READING TEXT:
####################

BAKERSFIELD, Calif. (KGET) — Public health officials looking ahead to fall and winter say they’re dreading the possibility of a new surge of COVID-19 cases. And now, as we move into regular flu season, many are expressing double dread — the possibility that a severe flu strain, and a reluctance or inability of Americans to get vaccinated, could hit the population doubly hard.

They’re calling it a “twindemic.”

How can people avoid getting hit with this double whammy? Number one, get the flu vaccine — and,
fortunately, flu shots are starting to become available in Kern County.

Health officials say even a mild flu season could stagger hospitals already dealing with Covid-19. And though officials don’t know yet what degree of severity to expect this year, they are worried large numbers of people could skip getting flu shots, increasing the risk of huge outbreaks.

The concern about a “twindemic” is so great many health organizations are pushing the flu shot before it’s even widely available. That’s the case on both the local and national levels.

The CDC, which usually purchases 500,000 doses for uninsured adults, has this year ordered nearly 20 times that many.

The Kern County Department of Public Health is also making plans to administer flu vaccines to the uninsured at a low price. And they’re getting the word out.

####################

SUPPLIED ENTRIES:
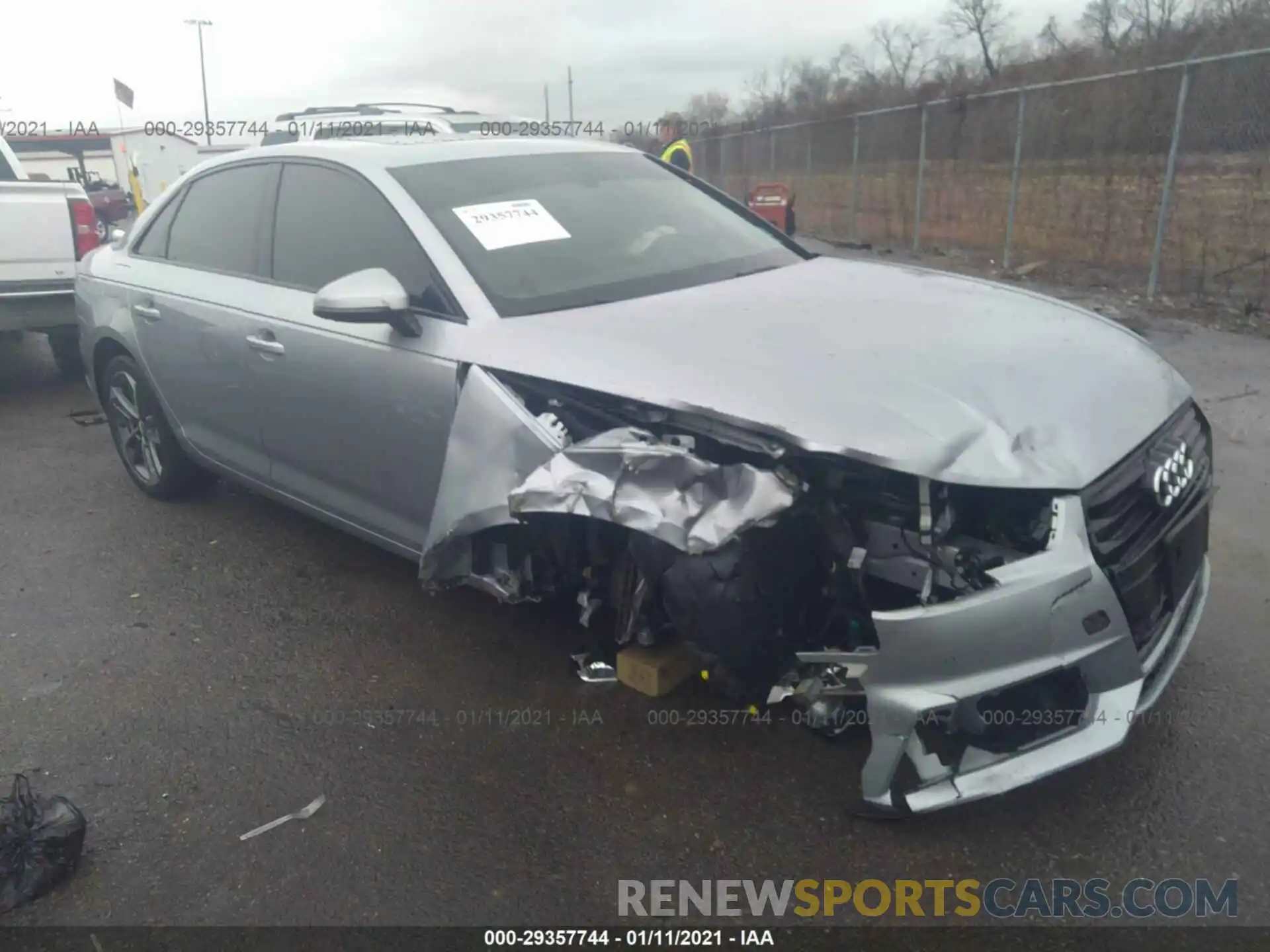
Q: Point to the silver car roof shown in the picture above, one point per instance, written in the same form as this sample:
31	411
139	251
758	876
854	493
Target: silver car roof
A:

####################

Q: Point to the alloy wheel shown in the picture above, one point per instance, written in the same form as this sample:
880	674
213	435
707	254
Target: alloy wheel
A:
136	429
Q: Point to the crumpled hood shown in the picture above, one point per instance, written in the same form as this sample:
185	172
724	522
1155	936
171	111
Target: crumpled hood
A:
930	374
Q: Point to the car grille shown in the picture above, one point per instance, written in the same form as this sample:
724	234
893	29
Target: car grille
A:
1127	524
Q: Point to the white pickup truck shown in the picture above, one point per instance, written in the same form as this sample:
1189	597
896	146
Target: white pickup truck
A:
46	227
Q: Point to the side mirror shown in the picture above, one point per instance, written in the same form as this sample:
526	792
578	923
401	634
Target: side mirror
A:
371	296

####################

TASKS TO COMPLETE:
A) In the twindemic article, how many doses does the CDC usually purchase for uninsured adults?
B) Reproduce word for word the part of the twindemic article that opens with the words containing "They’re calling it" and closes with "and national levels.".
C) Carry on the twindemic article with a few more paragraphs, starting after its last sentence.

ANSWERS FOR EACH ITEM:
A) 500,000 doses.

B)
They’re calling it a “twindemic.”

How can people avoid getting hit with this double whammy? Number one, get the flu vaccine — and,
fortunately, flu shots are starting to become available in Kern County.

Health officials say even a mild flu season could stagger hospitals already dealing with Covid-19. And though officials don’t know yet what degree of severity to expect this year, they are worried large numbers of people could skip getting flu shots, increasing the risk of huge outbreaks.

The concern about a “twindemic” is so great many health organizations are pushing the flu shot before it’s even widely available. That’s the case on both the local and national levels.

C)
“We have been meeting, and, in fact, part of what we do is we launch an awareness campaign,” said Public Health spokeswoman Michelle Corson. “Just today, billboards are now up here in Bakersfield, there are radio PSAs that have begun about the importance of getting your flu shot.

The minute we have in line exactly where our clinics are going to be and what they are gonna look like, we are going to begin to promote those.”

Many major pharmacies, including CVS, have been administering the vaccine for several weeks now.

Dignity Health and Adventist Health, which between them operate four of the largest hospitals in Kern County, are both planning on free drive through flu shot clinics when their allotments become available.

Kaiser Permanente opened two drive through vaccine clinics on Monday, and a steady stream of kaiser-insured patients was flowing through the ming avenue location Tuesday morning.

Kaiser Permanente physician Rr. Puja Vithalani said the vaccine is so much more important this year.

“Getting both, like this ‘twindemic’ that everyone is talking about getting — both the flu and Covid — is a possibility,” she said, “so if you can protect your body against one part of it, at least, that will help you overall.”

Kaiser Permanente patient Lee Laytort says he and wife Becky get the shot every year.

“I’d definitely get a flu shot,” he said. “This will be our 20th year getting the flu shot and we’ve never had any reaction or anything and we’ve never had the flu. So I think it’s the wise thing to do.”

Either illness — separately — can be devastating. But two at once? Doctors believe that coming down with both viruses hurts a patient’s odds of full recovery considerably.

Many of the symptoms of Covid-19 and the seasonal flu are actually the same — and one of the most important things you can do to stave off both those things is also the same: a mask.

Vaccine makers are projecting that a record 98 million flu shots will be given this year in the United States, about 15 percent more doses than last year.